→ **Task directions**: Report how many lines below include "hilltop", giving the figure alone.

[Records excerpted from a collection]
++++++

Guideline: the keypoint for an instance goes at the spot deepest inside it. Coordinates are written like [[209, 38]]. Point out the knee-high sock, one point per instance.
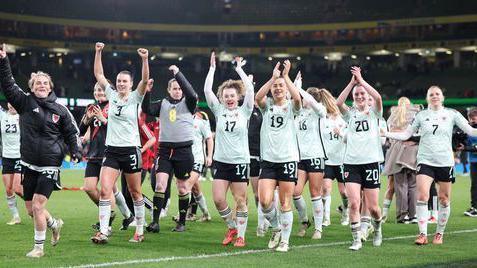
[[139, 214], [242, 218], [422, 216], [286, 220], [12, 205], [271, 215], [326, 206], [226, 215], [104, 215], [183, 205], [121, 203], [318, 212], [442, 218], [300, 205], [200, 199]]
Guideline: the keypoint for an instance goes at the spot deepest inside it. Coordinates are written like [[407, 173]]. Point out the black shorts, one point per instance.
[[177, 161], [312, 165], [11, 165], [199, 168], [44, 183], [443, 174], [254, 167], [230, 172], [366, 174], [93, 169], [287, 171], [126, 159], [334, 172]]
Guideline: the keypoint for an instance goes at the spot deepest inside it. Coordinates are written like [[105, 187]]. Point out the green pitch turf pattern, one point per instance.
[[201, 245]]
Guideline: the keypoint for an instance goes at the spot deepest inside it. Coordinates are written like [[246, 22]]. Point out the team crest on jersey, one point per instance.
[[55, 118]]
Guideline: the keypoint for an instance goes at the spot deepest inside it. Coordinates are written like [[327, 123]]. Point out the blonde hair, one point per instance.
[[400, 112], [235, 84], [35, 76], [324, 96]]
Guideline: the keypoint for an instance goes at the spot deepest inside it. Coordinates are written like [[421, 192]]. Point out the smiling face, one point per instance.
[[279, 89], [175, 91], [230, 98], [361, 97], [41, 86], [434, 97], [99, 94], [123, 83]]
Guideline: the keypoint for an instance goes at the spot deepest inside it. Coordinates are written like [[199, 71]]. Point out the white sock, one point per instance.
[[365, 222], [139, 213], [40, 239], [318, 212], [121, 203], [51, 222], [386, 205], [300, 205], [422, 216], [326, 206], [242, 218], [12, 205], [104, 215], [442, 218], [271, 215], [355, 232], [260, 216], [286, 219], [226, 215], [200, 199]]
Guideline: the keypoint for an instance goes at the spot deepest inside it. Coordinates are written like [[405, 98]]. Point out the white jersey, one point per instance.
[[334, 144], [307, 125], [231, 134], [10, 127], [201, 132], [363, 138], [123, 130], [435, 128], [278, 141]]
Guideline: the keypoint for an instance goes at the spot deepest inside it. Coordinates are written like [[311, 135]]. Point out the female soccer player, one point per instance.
[[45, 125], [202, 133], [334, 148], [93, 128], [435, 160], [231, 156], [12, 169], [312, 158], [363, 154], [401, 162], [278, 152], [176, 137], [122, 140]]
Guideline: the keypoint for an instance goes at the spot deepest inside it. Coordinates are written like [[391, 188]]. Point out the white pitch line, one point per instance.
[[243, 252]]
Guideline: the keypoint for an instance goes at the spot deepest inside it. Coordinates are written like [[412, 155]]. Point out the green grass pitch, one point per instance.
[[201, 245]]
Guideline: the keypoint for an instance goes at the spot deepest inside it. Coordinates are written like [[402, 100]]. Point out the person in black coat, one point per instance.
[[48, 131]]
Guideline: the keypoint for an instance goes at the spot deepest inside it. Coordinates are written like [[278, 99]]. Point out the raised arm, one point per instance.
[[356, 71], [341, 100], [294, 92], [189, 92], [141, 87], [319, 109], [147, 106], [261, 95], [98, 66], [249, 96], [209, 81]]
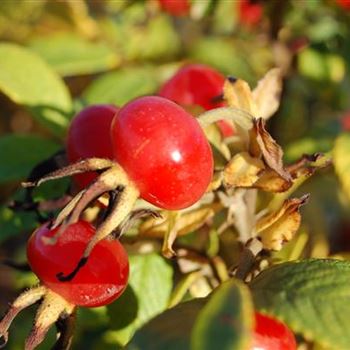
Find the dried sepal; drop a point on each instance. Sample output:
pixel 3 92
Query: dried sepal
pixel 51 309
pixel 242 170
pixel 267 93
pixel 279 227
pixel 271 152
pixel 23 301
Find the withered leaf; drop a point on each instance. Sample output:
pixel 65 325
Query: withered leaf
pixel 271 152
pixel 270 181
pixel 237 93
pixel 267 93
pixel 242 170
pixel 280 226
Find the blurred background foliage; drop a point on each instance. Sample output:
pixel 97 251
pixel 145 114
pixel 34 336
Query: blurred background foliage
pixel 72 53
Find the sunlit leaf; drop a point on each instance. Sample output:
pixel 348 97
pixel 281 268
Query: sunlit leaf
pixel 341 158
pixel 20 153
pixel 226 321
pixel 70 54
pixel 311 296
pixel 121 86
pixel 29 81
pixel 148 295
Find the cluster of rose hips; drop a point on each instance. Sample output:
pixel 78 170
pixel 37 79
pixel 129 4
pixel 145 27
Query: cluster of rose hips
pixel 151 148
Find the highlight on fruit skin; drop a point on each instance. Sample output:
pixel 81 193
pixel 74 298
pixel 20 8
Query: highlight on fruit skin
pixel 102 280
pixel 198 84
pixel 272 334
pixel 161 155
pixel 89 136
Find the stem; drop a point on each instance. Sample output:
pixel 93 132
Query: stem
pixel 65 326
pixel 24 300
pixel 247 258
pixel 239 116
pixel 52 307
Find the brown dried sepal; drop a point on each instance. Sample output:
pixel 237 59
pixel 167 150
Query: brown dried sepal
pixel 52 308
pixel 276 228
pixel 243 170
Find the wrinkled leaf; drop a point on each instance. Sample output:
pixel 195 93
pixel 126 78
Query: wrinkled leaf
pixel 271 152
pixel 341 158
pixel 280 226
pixel 267 93
pixel 226 321
pixel 20 153
pixel 39 89
pixel 311 296
pixel 150 286
pixel 237 94
pixel 70 54
pixel 242 170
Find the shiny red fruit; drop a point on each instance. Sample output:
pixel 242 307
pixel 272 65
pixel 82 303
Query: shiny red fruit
pixel 99 282
pixel 89 136
pixel 270 334
pixel 195 84
pixel 198 84
pixel 164 151
pixel 345 4
pixel 175 7
pixel 249 12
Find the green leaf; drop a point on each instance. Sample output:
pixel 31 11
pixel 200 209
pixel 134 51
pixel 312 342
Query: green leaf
pixel 341 159
pixel 311 296
pixel 70 54
pixel 171 330
pixel 147 295
pixel 27 80
pixel 122 86
pixel 14 223
pixel 19 154
pixel 226 321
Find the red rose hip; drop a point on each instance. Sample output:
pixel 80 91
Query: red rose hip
pixel 198 84
pixel 99 282
pixel 89 136
pixel 270 334
pixel 164 151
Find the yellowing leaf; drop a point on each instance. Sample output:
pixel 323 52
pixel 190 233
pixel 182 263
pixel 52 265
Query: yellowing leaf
pixel 267 93
pixel 237 93
pixel 271 152
pixel 278 227
pixel 242 170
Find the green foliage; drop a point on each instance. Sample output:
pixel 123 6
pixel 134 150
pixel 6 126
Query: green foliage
pixel 70 54
pixel 222 320
pixel 147 295
pixel 311 296
pixel 20 153
pixel 226 320
pixel 341 154
pixel 39 89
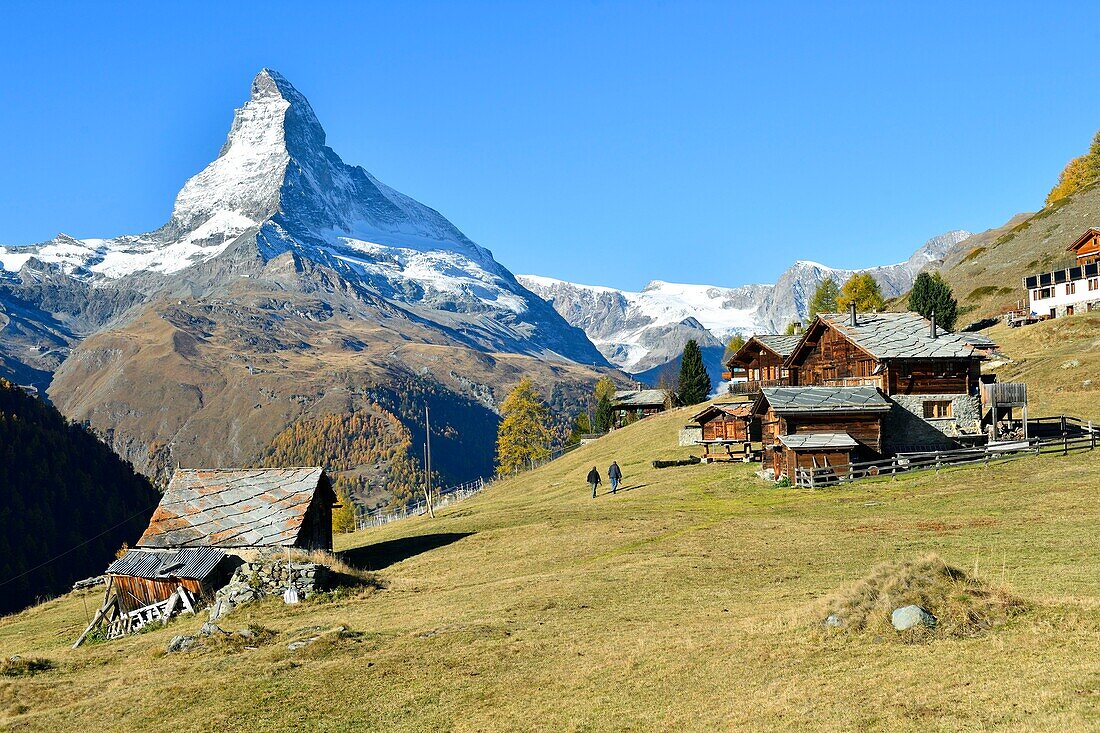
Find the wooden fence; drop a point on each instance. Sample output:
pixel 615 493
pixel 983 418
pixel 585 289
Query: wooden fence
pixel 826 476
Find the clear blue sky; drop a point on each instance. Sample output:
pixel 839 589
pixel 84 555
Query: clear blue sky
pixel 601 142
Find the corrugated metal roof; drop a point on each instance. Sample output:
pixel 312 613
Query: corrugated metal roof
pixel 233 507
pixel 196 562
pixel 817 441
pixel 640 397
pixel 827 400
pixel 900 336
pixel 734 409
pixel 779 342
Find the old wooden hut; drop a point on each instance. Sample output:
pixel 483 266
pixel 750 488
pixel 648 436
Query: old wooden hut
pixel 244 510
pixel 629 405
pixel 141 578
pixel 931 375
pixel 814 427
pixel 206 522
pixel 726 430
pixel 759 363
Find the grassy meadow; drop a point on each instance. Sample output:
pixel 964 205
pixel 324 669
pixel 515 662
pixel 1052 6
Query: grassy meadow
pixel 691 601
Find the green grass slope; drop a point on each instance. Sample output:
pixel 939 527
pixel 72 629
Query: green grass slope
pixel 1059 360
pixel 690 601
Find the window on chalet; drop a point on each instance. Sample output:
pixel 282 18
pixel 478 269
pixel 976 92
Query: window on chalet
pixel 937 408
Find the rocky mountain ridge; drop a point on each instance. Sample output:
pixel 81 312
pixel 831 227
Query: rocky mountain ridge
pixel 640 331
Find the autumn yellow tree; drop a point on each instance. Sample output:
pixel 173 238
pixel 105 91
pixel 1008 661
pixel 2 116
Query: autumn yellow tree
pixel 343 516
pixel 1078 173
pixel 864 291
pixel 524 435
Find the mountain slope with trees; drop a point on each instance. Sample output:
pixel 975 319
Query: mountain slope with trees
pixel 67 503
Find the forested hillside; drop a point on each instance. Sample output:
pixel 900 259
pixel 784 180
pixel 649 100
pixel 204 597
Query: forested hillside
pixel 67 503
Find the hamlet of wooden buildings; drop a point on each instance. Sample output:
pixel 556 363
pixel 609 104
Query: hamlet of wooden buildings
pixel 208 523
pixel 858 386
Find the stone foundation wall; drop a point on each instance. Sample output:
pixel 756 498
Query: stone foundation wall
pixel 905 428
pixel 260 578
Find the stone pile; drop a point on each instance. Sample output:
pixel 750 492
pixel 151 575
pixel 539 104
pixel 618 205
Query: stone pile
pixel 259 579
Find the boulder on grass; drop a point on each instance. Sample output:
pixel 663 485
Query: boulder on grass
pixel 911 616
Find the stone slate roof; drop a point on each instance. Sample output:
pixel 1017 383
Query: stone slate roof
pixel 825 400
pixel 231 507
pixel 194 562
pixel 734 409
pixel 900 336
pixel 818 441
pixel 639 397
pixel 780 343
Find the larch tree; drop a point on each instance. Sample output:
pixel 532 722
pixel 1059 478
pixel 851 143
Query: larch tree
pixel 825 297
pixel 694 382
pixel 1078 173
pixel 581 426
pixel 524 435
pixel 864 291
pixel 343 516
pixel 932 294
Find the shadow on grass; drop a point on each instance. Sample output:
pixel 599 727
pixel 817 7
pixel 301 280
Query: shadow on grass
pixel 623 490
pixel 383 555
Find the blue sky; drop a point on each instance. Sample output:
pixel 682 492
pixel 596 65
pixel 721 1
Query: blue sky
pixel 602 142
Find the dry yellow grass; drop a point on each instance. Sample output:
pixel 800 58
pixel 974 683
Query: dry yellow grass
pixel 685 602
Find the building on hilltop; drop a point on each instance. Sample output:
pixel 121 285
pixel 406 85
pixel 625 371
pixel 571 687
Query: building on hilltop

++++++

→ **Response**: 2